_SOURCE PASSAGE_
I now tend to leave the mite boards in - it also means that they don't get lost or mixed up as they are of different sizes to suit different floors. As mite boards don't usually seal very well (and the Thornes correx blows away), there will still be plenty of bottom ventillation with the boards in place. I wonder whether I should be thinking about allowing less drafts around the base of the hives. The sites are certainly not damp with stagnant air!

My feeling from my experience is that cold wind and open mesh floors slows down spring development, even with an insulated roof.
 #12099  by Steve 1972
 18 Oct 2021, 19:11
Poly all day long for me with little or no issues over winter..the only problems i have each year with the outer brood frames becoming mouldy is because a few of the hives are only on a small cluster..the hives on a bigger cluster have no problems with mould or damp..the inspection boards are firmly pushed in over the varroa mesh floors which to me is the only sensible thing to do with them being 0.5 mile away from the Northumberland coast as it can be brutal in winter with the howling gales coming of the sea..feed holes open or closed makes no difference as the deep Abelo roofs are to die for with plenty of insulation and no silly vents in them..
I see a comment about bees in winter foraging better in wooden hives when the sun hits them as apposed to Poly hives which do not forage as much..i find that very differently with my bees in poly hives..

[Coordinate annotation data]
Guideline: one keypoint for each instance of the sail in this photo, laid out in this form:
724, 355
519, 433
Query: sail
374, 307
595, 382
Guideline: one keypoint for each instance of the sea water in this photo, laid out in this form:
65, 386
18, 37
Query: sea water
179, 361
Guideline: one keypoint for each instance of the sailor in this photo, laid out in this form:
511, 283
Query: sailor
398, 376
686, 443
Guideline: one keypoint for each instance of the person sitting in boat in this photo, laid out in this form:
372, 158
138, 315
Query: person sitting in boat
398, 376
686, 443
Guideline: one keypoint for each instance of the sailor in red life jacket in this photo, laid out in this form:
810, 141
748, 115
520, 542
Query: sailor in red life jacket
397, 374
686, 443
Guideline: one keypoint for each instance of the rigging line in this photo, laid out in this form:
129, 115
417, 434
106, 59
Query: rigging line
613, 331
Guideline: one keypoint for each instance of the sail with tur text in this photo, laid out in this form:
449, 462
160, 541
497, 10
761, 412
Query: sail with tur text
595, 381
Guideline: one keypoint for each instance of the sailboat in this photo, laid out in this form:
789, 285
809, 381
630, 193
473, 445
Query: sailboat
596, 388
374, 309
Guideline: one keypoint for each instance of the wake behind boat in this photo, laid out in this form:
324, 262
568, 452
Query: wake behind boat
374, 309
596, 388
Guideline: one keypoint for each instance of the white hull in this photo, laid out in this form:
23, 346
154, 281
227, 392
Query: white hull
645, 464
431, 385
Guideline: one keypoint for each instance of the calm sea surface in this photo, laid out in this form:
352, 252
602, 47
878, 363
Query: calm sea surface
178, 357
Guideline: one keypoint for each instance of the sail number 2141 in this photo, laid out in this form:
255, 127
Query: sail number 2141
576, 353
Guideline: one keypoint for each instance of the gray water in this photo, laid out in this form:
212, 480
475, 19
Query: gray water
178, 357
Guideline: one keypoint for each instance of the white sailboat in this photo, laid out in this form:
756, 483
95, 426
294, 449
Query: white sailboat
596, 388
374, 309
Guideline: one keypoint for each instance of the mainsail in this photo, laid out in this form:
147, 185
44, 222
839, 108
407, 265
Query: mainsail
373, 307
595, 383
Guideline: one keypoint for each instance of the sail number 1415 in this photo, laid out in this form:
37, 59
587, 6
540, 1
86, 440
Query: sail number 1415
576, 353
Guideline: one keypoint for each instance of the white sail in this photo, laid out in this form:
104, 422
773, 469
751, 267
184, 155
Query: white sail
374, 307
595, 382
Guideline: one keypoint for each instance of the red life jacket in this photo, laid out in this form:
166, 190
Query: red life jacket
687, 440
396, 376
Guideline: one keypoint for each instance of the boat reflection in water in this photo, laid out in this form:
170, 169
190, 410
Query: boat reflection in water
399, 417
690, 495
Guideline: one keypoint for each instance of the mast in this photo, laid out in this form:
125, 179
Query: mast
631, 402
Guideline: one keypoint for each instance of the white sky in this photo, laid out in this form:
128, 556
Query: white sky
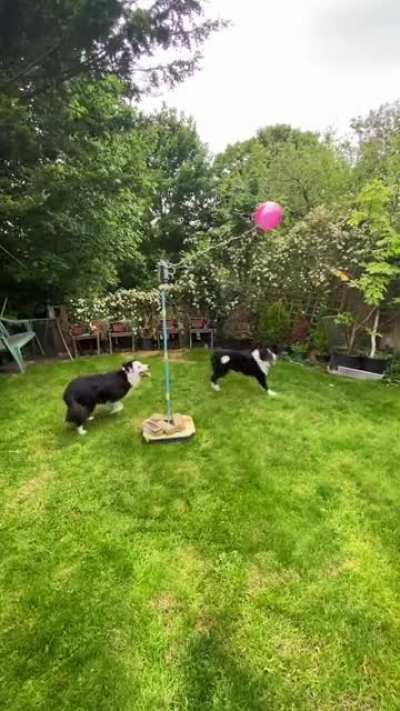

_EXERCISE SET_
1. In the beekeeping forum excerpt, how far from the Northumberland coast are the hives in the second post?
2. Repeat the beekeeping forum excerpt word for word, starting at "I see a comment" and ending at "in poly hives..".
The coordinate data plays no part in this.

_THE REPLIES_
1. 0.5 mile.

2.
I see a comment about bees in winter foraging better in wooden hives when the sun hits them as apposed to Poly hives which do not forage as much..i find that very differently with my bees in poly hives..